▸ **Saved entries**

=-=-=

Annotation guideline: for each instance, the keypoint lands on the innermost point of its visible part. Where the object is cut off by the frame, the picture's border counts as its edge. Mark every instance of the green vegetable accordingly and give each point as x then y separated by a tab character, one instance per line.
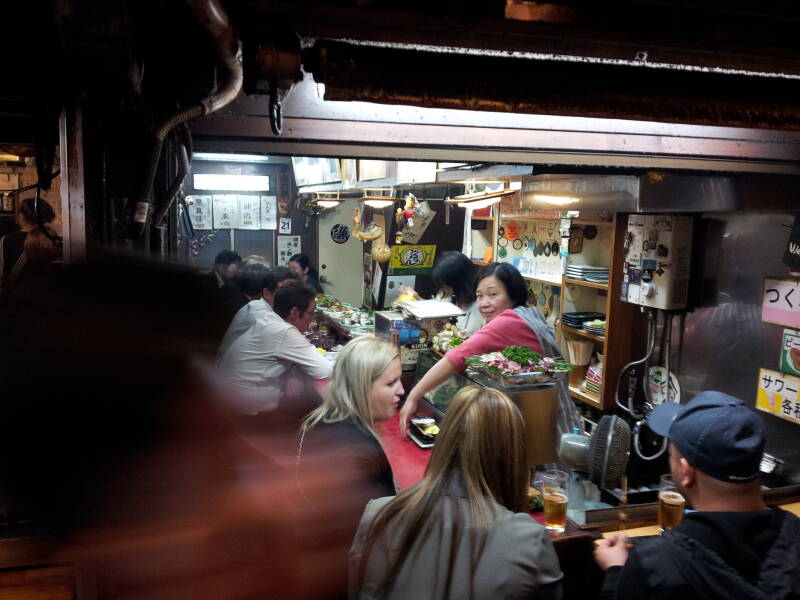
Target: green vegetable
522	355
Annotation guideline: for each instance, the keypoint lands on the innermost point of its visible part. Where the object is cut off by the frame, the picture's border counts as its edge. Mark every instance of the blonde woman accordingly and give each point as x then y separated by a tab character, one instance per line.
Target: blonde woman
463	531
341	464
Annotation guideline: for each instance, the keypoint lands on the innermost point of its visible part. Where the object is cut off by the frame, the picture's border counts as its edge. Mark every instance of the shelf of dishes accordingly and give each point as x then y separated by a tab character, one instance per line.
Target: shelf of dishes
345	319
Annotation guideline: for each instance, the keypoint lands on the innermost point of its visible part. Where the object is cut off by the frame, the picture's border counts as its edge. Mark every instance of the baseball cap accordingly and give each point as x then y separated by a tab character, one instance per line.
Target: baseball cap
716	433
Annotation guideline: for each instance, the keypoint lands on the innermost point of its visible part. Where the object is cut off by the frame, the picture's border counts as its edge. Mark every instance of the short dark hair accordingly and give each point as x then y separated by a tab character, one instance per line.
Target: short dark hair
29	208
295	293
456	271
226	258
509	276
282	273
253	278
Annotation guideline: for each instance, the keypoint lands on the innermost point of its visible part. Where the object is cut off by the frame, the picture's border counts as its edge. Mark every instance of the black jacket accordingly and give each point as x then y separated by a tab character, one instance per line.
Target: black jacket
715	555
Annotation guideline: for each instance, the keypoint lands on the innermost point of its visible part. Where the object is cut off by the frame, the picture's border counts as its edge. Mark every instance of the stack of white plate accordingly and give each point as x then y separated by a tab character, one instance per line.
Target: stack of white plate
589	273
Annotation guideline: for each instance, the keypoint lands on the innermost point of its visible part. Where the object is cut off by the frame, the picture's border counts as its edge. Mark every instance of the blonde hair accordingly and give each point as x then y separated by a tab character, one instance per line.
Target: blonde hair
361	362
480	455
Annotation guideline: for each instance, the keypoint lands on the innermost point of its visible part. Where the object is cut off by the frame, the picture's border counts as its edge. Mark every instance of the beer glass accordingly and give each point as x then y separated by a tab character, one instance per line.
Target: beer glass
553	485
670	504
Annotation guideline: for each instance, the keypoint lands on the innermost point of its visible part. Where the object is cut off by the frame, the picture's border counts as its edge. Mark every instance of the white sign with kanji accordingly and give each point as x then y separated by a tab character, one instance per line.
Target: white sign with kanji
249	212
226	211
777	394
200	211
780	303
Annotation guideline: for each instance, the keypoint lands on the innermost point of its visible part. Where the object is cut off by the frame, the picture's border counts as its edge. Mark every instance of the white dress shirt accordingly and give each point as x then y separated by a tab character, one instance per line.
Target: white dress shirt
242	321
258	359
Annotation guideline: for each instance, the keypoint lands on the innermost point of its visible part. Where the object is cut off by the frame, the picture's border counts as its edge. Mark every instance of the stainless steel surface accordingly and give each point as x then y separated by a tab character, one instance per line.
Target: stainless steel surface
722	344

=-=-=

▸ **Exercise requirements**
Could the entries above be restated word for word, with the pictures left out?

▸ **Output for this task**
Annotation guideline: for each instance, the keypoint lands on the innermost point of its visible part. Where the object is cut off by the frame, the picture's border counts as its edge. Mark every instance of the green vegetable accordingly and give each point as x then y separated by a tab character, one instance per line.
Target: green vegetable
522	355
Annotation guideline: for each instance, the keypoint lands on the innermost point of its visible part. Where the object is cut off by the frame, the picture's border counts as its edge. Mark every instance of the blonde woman accordingly and give each point as x then y separated by a tab character, one instance per line.
Target: blonde woman
463	531
341	464
Annotation guideline: for each instance, the keypoint lands on the innermost point of its visible part. Where the object is cut off by the frame, the picture's border counts as its edge. Mark every instance of the shelf of dishes accordingly and give each point as x then y separated by a tab character, one instance per line.
Target: shelf of dishes
345	319
Annotation guideline: for each instance, the keypoint lands on the innermost point of its visible part. Where the object is cut off by the frame, the picture's border counts as its edge. Mark every instance of the baseball cap accordingly and give each point as x then y separated by a tab character, one instance per line.
Target: baseball cap
716	433
Annotation guideline: for each instance, the keypoint lands on the innermost point of its visible part. Where the object is cut off by the frame, the picture's border counts as its edge. Mark every instance of the short dark hair accordingly and give each point as x then y separated by a tab character, one instance per line.
Target: short dark hair
29	208
295	293
456	271
226	258
509	276
282	273
253	278
Annotation guideline: for each instance, the keypoint lands on the innermost point of its visible part. Where the object is cut off by the frame, the picture's border counts as its edge. Mark every instance of the black jacket accordingly and give each point as x then y separated by a tab character, one instance per line.
Target: black jacket
715	555
Annotation guideline: for each instance, the keypoint lands on the innermost point of its visible part. Where the object is cut off by the frame, the picture's border counts as its edge. Mark every instance of the stack of white plate accordingly and give each point as x then y separated by a tab character, one instance per line.
Target: stack of white plate
589	273
Annotation guideline: for each instance, the keypoint lands on the innermost point of its visible part. Where the object is cut off by the frame, the picture's border counts as its edge. Mark every instance of the blonde hair accordingly and give each point as x then y separated by a tab character, one instance per line.
Target: blonde hair
361	362
480	455
Annotation guideline: for each instance, the keypoint lands on the innermost point of its visible part. Where the object is cut off by the frame, the picture's border counts as its edge. Mark every instance of the beer glass accordingly and give each point as x then y separated by a tab character, one instance per line.
Target: beer glass
553	485
670	504
Annotation guideline: for each instance, the keypoint lands on the innermost point of its visible part. Where the object is cut off by the frame, the picture's border counts as its edge. Mark every instance of the white sign with kanji accordingly and give each point as x then y separated by a tab character, one instance per line.
Target: white sign with kanji
249	212
226	211
777	394
200	211
780	303
Annotation guideline: for each instance, the keypoint lands on the innermost point of its visible part. Where the object is cut off by the frame, the picture's border counts as its edge. Mark every instance of the white dress shirt accordingly and give each point as x then y separated by a tab character, one instance per line.
Target: white dress shirt
242	321
258	359
Annotation guideline: for each instance, the keypoint lands on the innermost point of its visible part. Where the object is cut off by the frame, the picture's border counts as its edge. Mark every instance of the stainless steel surface accordingly and give each point as x then y separated by a tab character, one instance per line.
Target: stainless steel surface
722	344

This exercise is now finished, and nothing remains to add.